Every entry below should be printed exactly, without its images.

————————

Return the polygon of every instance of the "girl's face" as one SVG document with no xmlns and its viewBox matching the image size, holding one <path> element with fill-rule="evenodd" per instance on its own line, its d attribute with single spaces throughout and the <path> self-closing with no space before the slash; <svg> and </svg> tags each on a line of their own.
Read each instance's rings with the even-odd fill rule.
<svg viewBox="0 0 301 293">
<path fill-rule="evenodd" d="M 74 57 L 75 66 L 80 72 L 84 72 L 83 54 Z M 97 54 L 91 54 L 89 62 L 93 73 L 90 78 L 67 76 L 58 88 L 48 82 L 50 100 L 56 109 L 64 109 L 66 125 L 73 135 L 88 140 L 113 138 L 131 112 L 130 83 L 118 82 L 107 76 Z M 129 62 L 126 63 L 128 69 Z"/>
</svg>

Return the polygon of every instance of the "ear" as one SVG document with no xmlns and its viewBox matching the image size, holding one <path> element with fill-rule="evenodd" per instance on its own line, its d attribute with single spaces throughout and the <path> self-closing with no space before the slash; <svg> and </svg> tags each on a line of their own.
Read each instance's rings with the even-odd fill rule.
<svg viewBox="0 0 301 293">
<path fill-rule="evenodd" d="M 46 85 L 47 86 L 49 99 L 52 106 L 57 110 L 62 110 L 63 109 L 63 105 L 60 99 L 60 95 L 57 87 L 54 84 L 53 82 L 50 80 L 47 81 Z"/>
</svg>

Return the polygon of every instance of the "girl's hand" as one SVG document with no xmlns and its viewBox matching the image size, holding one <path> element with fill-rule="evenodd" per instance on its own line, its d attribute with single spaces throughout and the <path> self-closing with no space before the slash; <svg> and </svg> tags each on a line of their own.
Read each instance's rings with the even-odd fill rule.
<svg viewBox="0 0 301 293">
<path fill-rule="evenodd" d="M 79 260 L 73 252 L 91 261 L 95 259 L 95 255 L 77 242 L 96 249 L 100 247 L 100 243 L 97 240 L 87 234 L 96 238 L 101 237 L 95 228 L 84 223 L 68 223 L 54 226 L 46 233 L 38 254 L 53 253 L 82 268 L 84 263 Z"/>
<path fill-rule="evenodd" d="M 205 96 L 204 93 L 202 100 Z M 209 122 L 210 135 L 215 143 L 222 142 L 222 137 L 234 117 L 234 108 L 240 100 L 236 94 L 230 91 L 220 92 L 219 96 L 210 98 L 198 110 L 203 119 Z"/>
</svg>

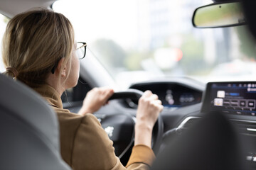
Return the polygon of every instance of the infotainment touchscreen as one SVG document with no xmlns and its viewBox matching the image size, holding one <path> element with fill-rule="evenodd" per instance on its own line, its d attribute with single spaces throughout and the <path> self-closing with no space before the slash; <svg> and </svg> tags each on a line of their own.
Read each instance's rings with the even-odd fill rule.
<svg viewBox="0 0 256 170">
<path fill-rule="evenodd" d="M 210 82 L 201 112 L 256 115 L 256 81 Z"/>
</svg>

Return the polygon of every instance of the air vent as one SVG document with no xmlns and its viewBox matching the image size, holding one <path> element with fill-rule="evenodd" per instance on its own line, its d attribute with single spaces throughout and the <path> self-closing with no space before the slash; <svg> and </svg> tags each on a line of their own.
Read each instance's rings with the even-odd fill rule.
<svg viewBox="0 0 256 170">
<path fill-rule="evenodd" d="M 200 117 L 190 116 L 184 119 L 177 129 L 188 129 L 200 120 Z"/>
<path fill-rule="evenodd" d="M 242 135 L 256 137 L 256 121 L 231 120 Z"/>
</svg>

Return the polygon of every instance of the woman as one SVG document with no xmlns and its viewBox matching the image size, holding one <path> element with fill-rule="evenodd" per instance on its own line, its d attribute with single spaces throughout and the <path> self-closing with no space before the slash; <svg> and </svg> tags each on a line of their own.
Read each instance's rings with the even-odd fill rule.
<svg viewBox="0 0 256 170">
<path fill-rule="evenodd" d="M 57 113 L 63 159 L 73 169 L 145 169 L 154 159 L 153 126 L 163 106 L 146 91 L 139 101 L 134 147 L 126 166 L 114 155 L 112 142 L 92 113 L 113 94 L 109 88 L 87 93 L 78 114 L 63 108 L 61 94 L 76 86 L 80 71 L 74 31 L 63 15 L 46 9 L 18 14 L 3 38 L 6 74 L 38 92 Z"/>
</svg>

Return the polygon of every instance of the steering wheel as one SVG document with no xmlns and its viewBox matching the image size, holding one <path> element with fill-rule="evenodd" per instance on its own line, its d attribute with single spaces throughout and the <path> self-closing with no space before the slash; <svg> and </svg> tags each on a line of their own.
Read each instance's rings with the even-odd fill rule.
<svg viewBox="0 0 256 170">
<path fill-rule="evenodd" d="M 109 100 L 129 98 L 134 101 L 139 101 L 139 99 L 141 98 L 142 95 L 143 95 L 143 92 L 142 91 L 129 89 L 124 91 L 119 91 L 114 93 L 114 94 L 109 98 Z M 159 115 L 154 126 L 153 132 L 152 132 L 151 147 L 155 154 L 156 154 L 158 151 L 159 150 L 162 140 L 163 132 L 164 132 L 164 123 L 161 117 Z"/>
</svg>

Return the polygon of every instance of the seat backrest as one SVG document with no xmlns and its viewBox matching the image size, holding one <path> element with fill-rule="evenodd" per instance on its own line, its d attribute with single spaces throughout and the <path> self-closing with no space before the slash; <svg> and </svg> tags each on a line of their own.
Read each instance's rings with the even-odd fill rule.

————————

Result:
Return the polygon of every instance of the "girl's face" as one SVG document with no xmlns and its viewBox matching the image size, holding one <path> element with fill-rule="evenodd" per instance on its own line, its d attribute with single spaces throughout and the <path> self-closing with no space before the slash; <svg> and </svg> tags each on a line of their own.
Read each instance's rings with the even-odd fill rule.
<svg viewBox="0 0 301 293">
<path fill-rule="evenodd" d="M 74 57 L 75 66 L 80 72 L 84 72 L 83 54 Z M 97 54 L 91 54 L 89 62 L 93 73 L 90 78 L 67 76 L 58 88 L 48 82 L 50 100 L 56 109 L 64 109 L 66 125 L 73 135 L 88 140 L 113 138 L 131 112 L 130 83 L 118 82 L 107 76 Z M 129 62 L 126 63 L 128 69 Z"/>
</svg>

Return the polygon of every instance of the "ear" as one SVG document with no xmlns and its viewBox matching the image size, holding one <path> element with fill-rule="evenodd" per instance on its own line, its d attribute with single spaces throughout and the <path> self-closing with no space before the slash; <svg> and </svg> tags each on a line of their own.
Read each instance's rings with the even-odd fill rule.
<svg viewBox="0 0 301 293">
<path fill-rule="evenodd" d="M 46 85 L 47 86 L 49 99 L 52 106 L 57 110 L 62 110 L 63 109 L 63 105 L 60 99 L 60 95 L 57 87 L 54 84 L 53 82 L 50 80 L 47 81 Z"/>
</svg>

Return the polygon of every instance of the "girl's hand" as one SVG document with no xmlns and its viewBox matching the image size, holding one <path> element with fill-rule="evenodd" per instance on its own line, its d attribute with single spaces throughout and the <path> self-closing with no space before the slash; <svg> and </svg> tags each on a line of their own.
Read each instance's rings with the even-odd fill rule.
<svg viewBox="0 0 301 293">
<path fill-rule="evenodd" d="M 79 260 L 73 252 L 91 261 L 95 259 L 95 255 L 77 242 L 96 249 L 100 247 L 100 243 L 97 240 L 87 234 L 96 238 L 101 237 L 95 228 L 84 223 L 68 223 L 54 226 L 46 233 L 38 254 L 53 253 L 82 268 L 84 263 Z"/>
<path fill-rule="evenodd" d="M 205 96 L 204 93 L 202 100 Z M 209 122 L 210 135 L 215 143 L 222 142 L 222 137 L 234 117 L 234 108 L 240 100 L 236 94 L 230 91 L 220 92 L 219 96 L 210 98 L 198 110 L 203 119 Z"/>
</svg>

Return the polygon of every instance of the infotainment touchscreen as one SVG document with no xmlns and its viewBox matching the image size, holding one <path> element with fill-rule="evenodd" per instance on its own line, its d attribute with single spaces throughout and the <path> self-closing with no space before the slash; <svg> and </svg> tags each on a line of their own.
Read each instance's rings with the even-odd fill rule.
<svg viewBox="0 0 256 170">
<path fill-rule="evenodd" d="M 210 82 L 201 112 L 256 115 L 256 81 Z"/>
</svg>

Return the polygon of every instance of the air vent as one SVG document with no xmlns and its viewBox matching the image size, holding one <path> element with fill-rule="evenodd" per instance on its own line, its d attribute with single spaces throughout and the <path> self-closing with no space before the slash; <svg> and </svg> tags each on a line of their own.
Read each instance's rings with the even-odd fill rule.
<svg viewBox="0 0 256 170">
<path fill-rule="evenodd" d="M 200 117 L 190 116 L 184 119 L 177 129 L 188 129 L 200 120 Z"/>
<path fill-rule="evenodd" d="M 242 135 L 256 137 L 256 121 L 231 120 Z"/>
</svg>

Return the polygon of every instance of the woman as one SVG document with no xmlns and its viewBox matching the image size, holding one <path> element with fill-rule="evenodd" per instance on its own line, its d attribute with single spaces throughout and the <path> self-closing with no space before the slash; <svg> and </svg> tags each on a line of their own.
Read each instance's rings with the even-odd fill rule.
<svg viewBox="0 0 256 170">
<path fill-rule="evenodd" d="M 57 113 L 63 159 L 73 169 L 145 169 L 154 159 L 153 126 L 163 106 L 146 91 L 139 101 L 134 147 L 126 166 L 114 155 L 112 142 L 92 113 L 113 94 L 109 88 L 87 93 L 78 114 L 63 108 L 61 94 L 76 86 L 80 71 L 74 31 L 63 15 L 46 9 L 18 14 L 3 38 L 6 74 L 38 92 Z"/>
</svg>

Return the polygon of every instance of the steering wheel as one SVG document with no xmlns and its viewBox matching the image size, holding one <path> element with fill-rule="evenodd" per instance on its own line, its d attribute with single spaces throughout and the <path> self-closing with no space before the slash; <svg> and </svg> tags each on a line of their own.
Read each instance's rings with the even-odd fill rule.
<svg viewBox="0 0 256 170">
<path fill-rule="evenodd" d="M 109 100 L 129 98 L 134 101 L 139 101 L 139 99 L 141 98 L 142 95 L 143 95 L 143 92 L 142 91 L 129 89 L 124 91 L 119 91 L 114 93 L 114 94 L 109 98 Z M 159 115 L 154 126 L 153 132 L 152 132 L 151 147 L 155 154 L 156 154 L 158 151 L 159 150 L 162 140 L 163 132 L 164 132 L 164 123 L 161 117 Z"/>
</svg>

Return the polygon of every instance of the seat backrest as one SVG document with no xmlns and its viewBox matching the image size, holding one <path> element with fill-rule="evenodd" per instance on its own line, its d attribute with single spaces throughout and the <path> self-closing with no space before the slash; <svg> and </svg> tags each on a line of their own.
Read each instance's rings with the even-odd fill rule.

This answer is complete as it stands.